GIVEN INSTRUCTION => Output the material word for word. Leave each picture out.

· · ·

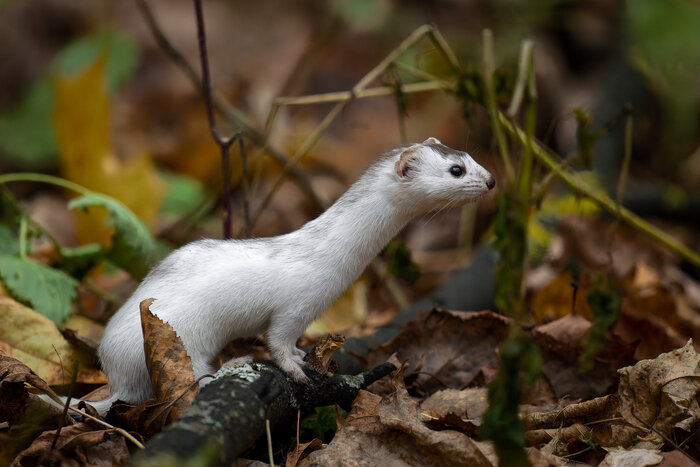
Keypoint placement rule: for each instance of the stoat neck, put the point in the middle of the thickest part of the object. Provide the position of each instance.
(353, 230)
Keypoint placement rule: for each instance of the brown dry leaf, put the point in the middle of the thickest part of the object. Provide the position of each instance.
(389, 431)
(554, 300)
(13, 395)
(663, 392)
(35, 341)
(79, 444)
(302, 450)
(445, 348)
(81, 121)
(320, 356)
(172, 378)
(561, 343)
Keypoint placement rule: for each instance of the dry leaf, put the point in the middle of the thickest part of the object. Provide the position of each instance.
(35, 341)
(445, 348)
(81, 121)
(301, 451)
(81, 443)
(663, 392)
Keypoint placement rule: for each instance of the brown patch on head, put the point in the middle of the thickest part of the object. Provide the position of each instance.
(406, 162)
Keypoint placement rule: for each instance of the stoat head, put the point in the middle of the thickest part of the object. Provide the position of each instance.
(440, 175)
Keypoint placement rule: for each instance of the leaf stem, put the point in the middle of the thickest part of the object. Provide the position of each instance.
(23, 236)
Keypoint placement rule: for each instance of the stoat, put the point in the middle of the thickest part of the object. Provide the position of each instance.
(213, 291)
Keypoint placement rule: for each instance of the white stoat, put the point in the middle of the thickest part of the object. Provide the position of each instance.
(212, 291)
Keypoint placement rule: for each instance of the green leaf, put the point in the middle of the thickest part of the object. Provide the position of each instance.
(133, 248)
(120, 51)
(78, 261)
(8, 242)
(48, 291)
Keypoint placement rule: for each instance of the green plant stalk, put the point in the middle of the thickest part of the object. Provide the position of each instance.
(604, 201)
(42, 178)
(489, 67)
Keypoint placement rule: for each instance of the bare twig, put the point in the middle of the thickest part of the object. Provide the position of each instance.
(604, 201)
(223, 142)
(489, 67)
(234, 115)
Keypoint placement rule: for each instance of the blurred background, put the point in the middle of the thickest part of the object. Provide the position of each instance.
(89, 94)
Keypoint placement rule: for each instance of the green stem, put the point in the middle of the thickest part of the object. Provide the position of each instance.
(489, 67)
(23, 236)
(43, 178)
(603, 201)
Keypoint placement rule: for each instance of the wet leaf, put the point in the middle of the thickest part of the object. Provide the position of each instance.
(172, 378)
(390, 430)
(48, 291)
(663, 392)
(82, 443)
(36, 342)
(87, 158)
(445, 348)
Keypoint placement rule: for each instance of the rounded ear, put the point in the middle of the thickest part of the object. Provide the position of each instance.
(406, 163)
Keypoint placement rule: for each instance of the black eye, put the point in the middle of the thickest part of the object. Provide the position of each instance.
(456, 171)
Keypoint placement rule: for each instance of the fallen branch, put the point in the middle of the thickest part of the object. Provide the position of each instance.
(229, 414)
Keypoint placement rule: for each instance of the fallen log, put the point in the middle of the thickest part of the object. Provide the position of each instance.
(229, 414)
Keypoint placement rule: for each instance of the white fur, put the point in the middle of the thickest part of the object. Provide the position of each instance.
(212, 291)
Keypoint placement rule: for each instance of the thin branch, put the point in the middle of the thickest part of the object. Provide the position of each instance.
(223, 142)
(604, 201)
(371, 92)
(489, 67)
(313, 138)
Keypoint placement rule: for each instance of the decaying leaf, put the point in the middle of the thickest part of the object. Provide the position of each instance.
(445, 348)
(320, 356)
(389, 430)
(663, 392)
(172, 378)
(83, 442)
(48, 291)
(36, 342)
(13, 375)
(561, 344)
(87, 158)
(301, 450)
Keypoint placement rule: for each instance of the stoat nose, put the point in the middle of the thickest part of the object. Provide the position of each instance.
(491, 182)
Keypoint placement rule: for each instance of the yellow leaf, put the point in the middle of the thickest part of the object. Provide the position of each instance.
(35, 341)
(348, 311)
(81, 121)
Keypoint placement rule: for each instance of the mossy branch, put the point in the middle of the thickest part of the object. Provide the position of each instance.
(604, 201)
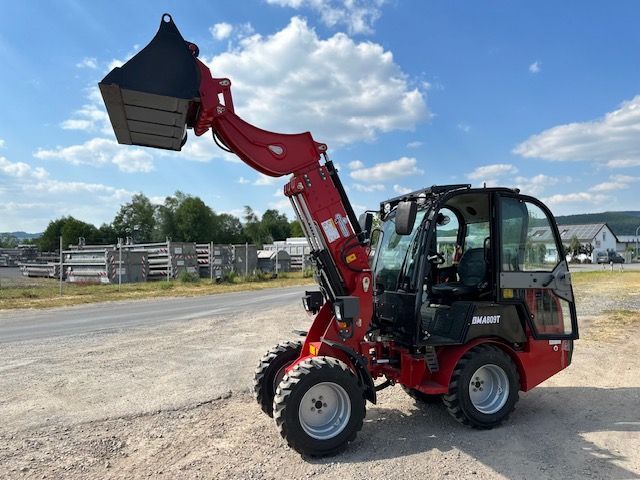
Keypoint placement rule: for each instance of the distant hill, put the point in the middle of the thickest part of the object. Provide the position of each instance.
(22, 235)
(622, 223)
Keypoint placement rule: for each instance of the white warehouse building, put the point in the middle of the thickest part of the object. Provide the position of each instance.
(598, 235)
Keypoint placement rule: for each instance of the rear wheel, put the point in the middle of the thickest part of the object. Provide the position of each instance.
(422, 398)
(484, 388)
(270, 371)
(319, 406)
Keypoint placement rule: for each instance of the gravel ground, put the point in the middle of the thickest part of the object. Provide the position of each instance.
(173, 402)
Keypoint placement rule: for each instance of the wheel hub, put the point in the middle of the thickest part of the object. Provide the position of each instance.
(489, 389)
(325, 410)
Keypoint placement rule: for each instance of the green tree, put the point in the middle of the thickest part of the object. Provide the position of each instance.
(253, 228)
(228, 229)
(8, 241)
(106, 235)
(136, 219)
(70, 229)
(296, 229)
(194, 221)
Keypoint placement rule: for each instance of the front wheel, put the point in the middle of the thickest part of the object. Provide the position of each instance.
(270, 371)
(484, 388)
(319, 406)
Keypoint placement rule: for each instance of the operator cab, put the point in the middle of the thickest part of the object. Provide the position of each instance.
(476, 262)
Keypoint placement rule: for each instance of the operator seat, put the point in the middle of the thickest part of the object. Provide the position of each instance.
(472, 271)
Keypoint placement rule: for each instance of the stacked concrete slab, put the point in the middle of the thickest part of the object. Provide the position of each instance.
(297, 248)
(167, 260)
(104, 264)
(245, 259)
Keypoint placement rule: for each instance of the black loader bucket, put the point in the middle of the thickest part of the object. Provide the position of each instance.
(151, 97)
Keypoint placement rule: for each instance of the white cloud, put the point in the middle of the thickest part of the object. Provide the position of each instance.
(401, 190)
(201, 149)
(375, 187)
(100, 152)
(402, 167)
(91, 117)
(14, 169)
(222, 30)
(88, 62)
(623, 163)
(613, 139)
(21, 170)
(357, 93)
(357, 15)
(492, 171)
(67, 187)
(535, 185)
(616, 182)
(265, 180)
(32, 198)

· · ·

THE SOLUTION =>
Keypoint placement rule: for each instance of the stoat neck, put the point in the middle of the thickest part of the object. Provide the position of each instance.
(353, 230)
Keypoint placement rule: for each instance of the brown dry leaf, put the point in the middle of the thickest part of the object. Provide the position of each instance.
(389, 431)
(554, 300)
(13, 395)
(663, 392)
(35, 341)
(79, 444)
(302, 450)
(445, 348)
(81, 121)
(320, 356)
(172, 378)
(561, 343)
Keypoint placement rule: for each instance of the dry leaf, put the point in the middle of the thickest part of the object. Provide the position of each instance.
(35, 341)
(445, 348)
(81, 121)
(301, 451)
(81, 443)
(663, 392)
Keypoint placement rule: for each instance of the brown patch on head, put the point in the middle of the thickest part of the object. Provide the position of each instance.
(406, 162)
Keypoint placement rule: for each instance of the stoat head, put the point in the middle of the thickest part of the object. Provide the position of each instance.
(440, 175)
Keypoint placement rule: for each instance of the leaf stem, put the point in the middle of the thickest part of the object. Provide the position of each instance.
(23, 236)
Keypoint placement rule: for each instance of the stoat, put the point in the middle of the thickest part of the object. Provide the position of each instance.
(213, 291)
Keypoint placement rule: for each instance of the white stoat, put the point in the middle of the thickest part of the object. Provide the position of each instance.
(212, 291)
Keypoint placement rule: for each instance of the green leaf, put the point in the middle of the thickest part of the object. Provide the position of each instance.
(133, 248)
(120, 51)
(78, 261)
(8, 242)
(48, 291)
Keypoint placement rule: for each instance of the green plant stalk, put the point in the middle of the thickest part of the object. Provide the position of each instance.
(604, 201)
(42, 178)
(489, 67)
Keypoint placement rule: for each instance of the bare twig, put the point in the middle of the thickest part of the object. Provide the position of each instance.
(604, 201)
(223, 142)
(489, 67)
(234, 115)
Keypoint placement rule: for each instance of the blurred background, put the point in the middle of the thickest part of the object. Provide the position of each instance.
(89, 94)
Keypoint placement rule: for each instance of the green stem, put the point in the middle of the thickest part of the object. Provide the position of each instance.
(489, 67)
(23, 236)
(43, 178)
(603, 201)
Keypoint placement rule: for each instance of the wet leaf, put the point in the middle of the thickest part of the object. Provide the position of each instance.
(172, 378)
(390, 430)
(48, 291)
(663, 392)
(82, 443)
(36, 342)
(87, 158)
(445, 348)
Keypoint placement rule: for each instance of the rounded ear, put the point in the middle of the thickest part of the object. Provide the position of each instance.
(406, 163)
Keypoint placement rule: for each instance of the black eye, put the point in the middle of the thickest part of the object. Provide the position of each instance.
(456, 171)
Keypoint placement rule: for each instance of the fallen branch, put the point in the middle of the thickest part of the object. Provide the position of each instance.
(229, 414)
Keypoint placement rule: for each instance of the fallen log, put the point in the middle of the thickest part of the object. Provide the position of each instance.
(229, 414)
Keypoint placement rule: for each instance of the white fur, put the point in the middle of the thickest part of the object. Provide the position of each instance.
(212, 291)
Keypoint placement rule: for each instance of the thin branch, put the point in the middle of the thickest part of the object. Provide the position of each instance.
(223, 142)
(604, 201)
(371, 92)
(489, 67)
(313, 138)
Keypoint placement rule: for each instance of the decaying leaf, put the point in the middle of the thickest part of the object. Provide the position of each instance.
(445, 348)
(320, 356)
(389, 430)
(663, 392)
(172, 378)
(83, 442)
(48, 291)
(36, 342)
(13, 375)
(561, 344)
(87, 158)
(301, 450)
Keypoint placement rule: for each instance of the stoat nose, put the point in the middle of the thickest part of the object. Provide the position of each instance.
(491, 182)
Keypoint placement rule: for each instance of the yellow leaf, put the point in the middle of the thickest part of the object. Provide the position of each instance.
(35, 341)
(348, 311)
(81, 121)
Keypoint placement rule: for each instance of the mossy branch, put the point in the middle of the thickest part of the object. Provide the position of each instance.
(604, 201)
Keypoint placement rule: for each instance of the distant hill, put the point in the middle of the thickest part of the object. Provide the position of each instance.
(22, 235)
(622, 223)
Keypoint placement rule: for each instance of the white warehouse building, put the point in the middle of the thickest part of the object. Provide the position of each instance.
(598, 235)
Keypoint placement rule: for each instance of the rear wheel, put the point in the middle of the thickest part of the object. Provide the position of each instance.
(422, 398)
(484, 388)
(270, 371)
(319, 406)
Keypoint placement rule: for each instance of the gravel ground, put the point in the middle of the thickest part of the object. Provide the position of each instance.
(173, 402)
Keypoint placement rule: for each instance of the wheel hub, put the point in the middle of the thickest part of the object. Provide the position of each instance.
(489, 389)
(325, 410)
Keypoint placement rule: for each instance of the green tree, put the point in the middle of the thickest part of the object. Provide the position of each instance.
(253, 228)
(228, 229)
(8, 241)
(106, 235)
(136, 219)
(70, 229)
(296, 229)
(194, 221)
Keypoint placement rule: for each instance of the front wheel, put the point in the middle of the thickest part of the object. Provide the position of each instance.
(270, 371)
(484, 388)
(319, 406)
Keypoint placement rule: for each instance of the operator cab, put the point in the middle of the thickest part of the object. Provide the position of each instance.
(476, 262)
Keypoint placement rule: for each instance of the operator seat, put the point in the middle of the thickest part of the object. Provide the position of each instance.
(472, 271)
Keypoint placement rule: for each instance of the stacked concrete slab, put the point in the middle of the thickest part of the object. Provide the position of each instance.
(297, 248)
(167, 260)
(104, 264)
(245, 259)
Keypoint placement rule: for each instance of the black loader bucket, put the point in the middle of the thickest part of the object. Provide the position of each instance.
(151, 97)
Keypoint placement rule: for each instance of the white cloud, put the point in the middle of the thickest part of the object. Provide the position of each instance.
(401, 190)
(201, 149)
(375, 187)
(100, 152)
(402, 167)
(91, 117)
(14, 169)
(222, 30)
(88, 62)
(623, 163)
(613, 139)
(21, 170)
(357, 93)
(357, 15)
(492, 171)
(67, 187)
(535, 185)
(616, 182)
(265, 180)
(32, 198)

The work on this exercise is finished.